## Directions for this task
Copy the records below word for word, starting at the line that contains "point: woman's raised" and ending with the last line of the records.

** BEGIN The input **

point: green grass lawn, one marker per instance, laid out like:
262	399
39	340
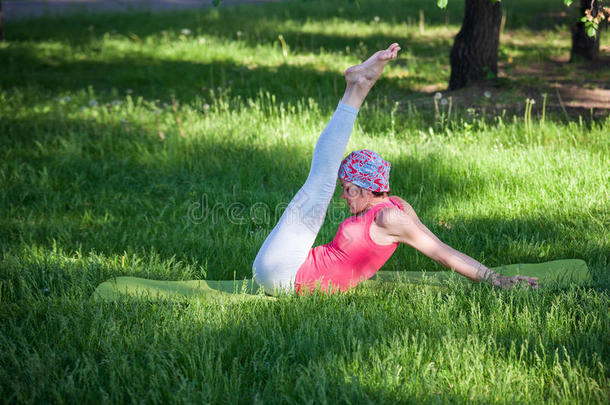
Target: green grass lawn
166	145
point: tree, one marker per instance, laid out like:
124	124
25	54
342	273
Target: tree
586	33
474	56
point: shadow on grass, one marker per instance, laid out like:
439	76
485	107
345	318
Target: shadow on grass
199	201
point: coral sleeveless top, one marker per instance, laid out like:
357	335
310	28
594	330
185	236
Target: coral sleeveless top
351	257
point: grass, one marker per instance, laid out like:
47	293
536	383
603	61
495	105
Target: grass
132	147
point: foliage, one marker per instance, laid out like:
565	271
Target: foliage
592	19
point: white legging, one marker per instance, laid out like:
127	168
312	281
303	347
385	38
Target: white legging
287	246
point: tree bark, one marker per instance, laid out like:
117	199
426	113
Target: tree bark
585	47
474	56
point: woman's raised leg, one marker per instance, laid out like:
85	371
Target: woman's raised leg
288	244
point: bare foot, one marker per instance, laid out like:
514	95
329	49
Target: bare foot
362	77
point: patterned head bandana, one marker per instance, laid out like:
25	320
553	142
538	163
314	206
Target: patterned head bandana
366	169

** END The input **

## Response to this task
point: woman's raised leg, one marker per instance, laid out like:
85	371
Target: woman's raised leg
288	244
point: bare foot, one marker per instance, laid out like:
514	95
329	49
Target: bare foot
362	77
point: patterned head bandana, one marker per instance, laid out like:
25	320
553	142
538	163
314	206
Target: patterned head bandana
366	169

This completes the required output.